LUMINAR TECHNOLOGIES, INC. AND SUBSIDIARIES
Notes to Condensed Consolidated Financial Statements (Unaudited)
(i) “Autonomy Solutions” for automotive applications, which includes manufacturing and distribution of lidar sensors that measure distance using laser light to generate a 3D map, non-recurring engineering services related to the Company’s lidar products, development of software products that enable autonomy capabilities, and licensing of the Company’s intellectual property (“IP”). In June 2022, the Company acquired assets from Solfice Research, Inc. (“Solfice”), which have been included in the Autonomy Solutions segment.
(ii) “Advanced Technologies and Services (“ATS”)” which includes development of application-specific integrated circuits, pixel-based sensors, advanced lasers, as well as designing, testing and providing consulting services for non-standard integrated circuits. In the second quarter of 2022, the Components segment was renamed as ATS. In August 2021 and in April 2022, the Company acquired Optogration, Inc. (“Optogration”) and Freedom Photonics LLC (“Freedom Photonics”), respectively, which have been included in the ATS segment.
Concentration of Credit Risk
Financial instruments that potentially subject the Company to significant concentrations of credit risk consist primarily of cash and cash equivalents, marketable investments and accounts receivable. A significant portion of the Company’s cash and cash equivalents is held at high-quality domestic financial institutions. Deposits held with the financial institutions may, at times, exceed the amount of insurance provided on such deposits. Cash held by the Company in foreign entities as of September 30, 2022 and December 31, 2021 was not material.
The Company’s revenue is derived from customers located in the United States and international markets. Two customers accounted for 40% and 19% of the Company’s accounts receivable at September 30, 2022. Two customers accounted for 39% and 31% of the Company’s accounts receivable at December 31, 2021.

[Collected data entries]
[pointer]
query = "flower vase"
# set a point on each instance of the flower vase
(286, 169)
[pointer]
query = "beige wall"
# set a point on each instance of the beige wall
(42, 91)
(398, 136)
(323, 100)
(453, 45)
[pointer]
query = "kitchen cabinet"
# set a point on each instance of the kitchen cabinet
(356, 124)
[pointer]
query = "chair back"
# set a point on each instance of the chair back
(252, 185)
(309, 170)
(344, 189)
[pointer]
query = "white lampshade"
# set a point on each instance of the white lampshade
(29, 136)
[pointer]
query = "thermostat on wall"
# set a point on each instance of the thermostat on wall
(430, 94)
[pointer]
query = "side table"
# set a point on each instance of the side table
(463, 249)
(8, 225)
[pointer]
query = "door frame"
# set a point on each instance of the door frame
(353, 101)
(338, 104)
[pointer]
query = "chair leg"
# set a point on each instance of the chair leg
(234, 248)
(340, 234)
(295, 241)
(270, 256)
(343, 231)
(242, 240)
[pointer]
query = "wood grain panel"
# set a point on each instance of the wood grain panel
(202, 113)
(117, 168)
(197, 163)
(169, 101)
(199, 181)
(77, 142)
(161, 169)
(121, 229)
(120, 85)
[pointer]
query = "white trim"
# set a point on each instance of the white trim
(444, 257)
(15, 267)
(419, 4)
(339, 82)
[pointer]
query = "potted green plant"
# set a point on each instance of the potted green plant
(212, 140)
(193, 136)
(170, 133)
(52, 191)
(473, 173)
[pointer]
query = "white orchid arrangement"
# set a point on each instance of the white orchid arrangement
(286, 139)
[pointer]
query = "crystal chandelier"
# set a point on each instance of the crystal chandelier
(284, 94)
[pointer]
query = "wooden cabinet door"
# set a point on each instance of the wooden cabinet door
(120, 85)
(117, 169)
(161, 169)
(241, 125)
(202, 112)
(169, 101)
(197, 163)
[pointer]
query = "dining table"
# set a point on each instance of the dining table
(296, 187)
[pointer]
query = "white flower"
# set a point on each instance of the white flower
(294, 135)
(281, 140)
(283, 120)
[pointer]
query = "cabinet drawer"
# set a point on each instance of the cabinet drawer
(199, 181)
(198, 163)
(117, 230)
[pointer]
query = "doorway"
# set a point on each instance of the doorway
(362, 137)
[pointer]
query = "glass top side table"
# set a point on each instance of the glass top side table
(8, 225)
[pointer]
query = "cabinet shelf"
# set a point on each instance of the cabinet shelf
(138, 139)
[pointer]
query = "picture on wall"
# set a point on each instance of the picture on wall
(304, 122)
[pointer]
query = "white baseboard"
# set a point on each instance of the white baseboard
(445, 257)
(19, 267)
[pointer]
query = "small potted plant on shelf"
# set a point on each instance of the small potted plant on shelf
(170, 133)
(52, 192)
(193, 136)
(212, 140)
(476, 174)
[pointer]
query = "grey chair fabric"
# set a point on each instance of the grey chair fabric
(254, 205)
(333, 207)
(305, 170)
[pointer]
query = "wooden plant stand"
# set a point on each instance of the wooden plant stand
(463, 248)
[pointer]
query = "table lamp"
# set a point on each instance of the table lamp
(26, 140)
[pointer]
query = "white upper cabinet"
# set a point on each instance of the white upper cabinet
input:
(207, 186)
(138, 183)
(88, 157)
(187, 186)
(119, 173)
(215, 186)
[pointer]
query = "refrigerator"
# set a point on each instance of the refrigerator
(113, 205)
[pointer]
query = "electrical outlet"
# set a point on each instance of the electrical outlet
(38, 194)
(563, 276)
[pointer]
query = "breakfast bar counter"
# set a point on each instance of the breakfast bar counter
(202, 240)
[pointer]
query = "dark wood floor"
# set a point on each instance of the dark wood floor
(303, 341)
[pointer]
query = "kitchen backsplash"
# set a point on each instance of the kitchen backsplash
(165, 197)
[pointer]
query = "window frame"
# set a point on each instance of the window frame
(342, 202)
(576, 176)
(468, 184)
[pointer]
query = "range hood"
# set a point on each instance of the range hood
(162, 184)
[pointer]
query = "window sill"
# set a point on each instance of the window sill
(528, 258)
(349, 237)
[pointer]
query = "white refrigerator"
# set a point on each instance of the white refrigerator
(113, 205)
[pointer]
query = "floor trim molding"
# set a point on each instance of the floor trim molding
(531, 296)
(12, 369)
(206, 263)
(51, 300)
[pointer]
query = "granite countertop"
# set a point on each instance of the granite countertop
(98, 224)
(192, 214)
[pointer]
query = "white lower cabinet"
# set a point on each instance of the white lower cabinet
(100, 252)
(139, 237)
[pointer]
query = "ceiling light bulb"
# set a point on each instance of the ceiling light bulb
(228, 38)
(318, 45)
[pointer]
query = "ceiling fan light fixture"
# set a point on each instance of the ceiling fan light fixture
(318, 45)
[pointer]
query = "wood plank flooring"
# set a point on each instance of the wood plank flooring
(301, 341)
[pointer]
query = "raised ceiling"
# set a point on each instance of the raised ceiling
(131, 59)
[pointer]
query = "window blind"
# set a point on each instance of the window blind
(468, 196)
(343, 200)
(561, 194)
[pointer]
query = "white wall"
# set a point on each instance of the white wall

* _What to do_: In the financial statement notes, what point does the credit risk section give about the company's deposits at financial institutions that exposes its cash to credit risk? Answer in one to three sentences. Answer from the text alone.

* _Exercise result_: A significant portion of the company's cash and cash equivalents is held at high-quality domestic financial institutions. Those deposits may at times exceed the amount of insurance provided on them, which leaves the excess exposed to credit risk.